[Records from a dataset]
_ _ _ _ _ _ _
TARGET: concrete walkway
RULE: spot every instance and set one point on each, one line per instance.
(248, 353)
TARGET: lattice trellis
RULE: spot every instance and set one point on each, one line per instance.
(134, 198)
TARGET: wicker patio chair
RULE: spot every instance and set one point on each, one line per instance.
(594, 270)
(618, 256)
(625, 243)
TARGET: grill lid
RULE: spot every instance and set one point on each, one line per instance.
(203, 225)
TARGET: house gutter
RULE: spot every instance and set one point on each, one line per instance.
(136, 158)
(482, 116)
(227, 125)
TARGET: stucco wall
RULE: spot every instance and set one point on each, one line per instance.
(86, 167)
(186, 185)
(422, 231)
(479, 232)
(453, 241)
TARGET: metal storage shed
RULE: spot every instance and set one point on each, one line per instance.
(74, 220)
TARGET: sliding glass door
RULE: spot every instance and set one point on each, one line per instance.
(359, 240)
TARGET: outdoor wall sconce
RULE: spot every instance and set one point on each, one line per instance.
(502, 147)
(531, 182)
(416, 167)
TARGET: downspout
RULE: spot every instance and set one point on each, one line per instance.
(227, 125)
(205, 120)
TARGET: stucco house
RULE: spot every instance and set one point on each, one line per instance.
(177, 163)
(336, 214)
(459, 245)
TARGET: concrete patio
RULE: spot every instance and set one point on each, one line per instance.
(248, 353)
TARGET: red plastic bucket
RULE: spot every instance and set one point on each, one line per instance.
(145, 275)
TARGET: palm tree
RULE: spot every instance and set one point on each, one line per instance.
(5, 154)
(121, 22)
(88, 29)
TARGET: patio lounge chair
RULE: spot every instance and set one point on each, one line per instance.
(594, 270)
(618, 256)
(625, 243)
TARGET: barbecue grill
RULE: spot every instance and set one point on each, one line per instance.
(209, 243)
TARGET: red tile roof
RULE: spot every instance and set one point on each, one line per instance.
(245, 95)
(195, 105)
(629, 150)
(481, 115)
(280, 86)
_ _ _ _ _ _ _
_Exercise instructions:_ All entries are to be output exactly as they stand.

_Response to this exercise:_
TARGET: concrete walkway
RULE: spot every instance and set one point on each, one line per instance.
(248, 353)
TARGET: lattice trellis
RULE: spot every instance and set one point on each, one line per instance.
(134, 198)
TARGET: wicker patio chair
RULE: spot every instance and set one point on each, one line per instance.
(594, 270)
(618, 256)
(625, 243)
TARGET: grill lid
RULE: spot every instance and set one point on each, one line per instance.
(203, 225)
TARGET: house gutter
RULE: spot every instance and set one point on each, one line per instance.
(136, 158)
(482, 116)
(227, 125)
TARGET: stucco wall
RULE: spot every instance and set one point on each, one line per instance.
(86, 167)
(186, 185)
(422, 231)
(479, 232)
(453, 241)
TARGET: metal storage shed
RULE: spot every instance and set one point on each, one line per instance.
(74, 220)
TARGET: sliding glass door
RULE: spot every instance and set one point on each, one line per instance.
(359, 240)
TARGET: outdoor wall sconce
RULE: spot every instance and set one point on each, one line per instance.
(502, 147)
(531, 182)
(416, 167)
TARGET: downspout
RULE: spot every instance and set one point on each, one line per instance.
(227, 125)
(205, 120)
TARGET: stucco house
RULE: spot every instance and set one point on each, one line per instance.
(177, 163)
(336, 214)
(459, 245)
TARGET: concrete patio
RULE: spot every instance and set one point on each, one line per instance.
(248, 353)
TARGET: red plastic bucket
RULE: spot every instance and set one point on each, one line per instance.
(145, 275)
TARGET: palm tree
RULE: spot every instance and set one point on each, one line per instance.
(5, 154)
(121, 22)
(88, 29)
TARGET: patio lounge chair
RULE: spot every instance and set one point on each, one line per instance.
(594, 270)
(618, 256)
(625, 243)
TARGET: barbecue grill
RULE: spot every instance and set one point on each, one line per instance.
(209, 243)
TARGET: red tile roof
RULE: spot every instance and set one point on each, one line per instance.
(245, 95)
(195, 105)
(629, 150)
(481, 115)
(280, 86)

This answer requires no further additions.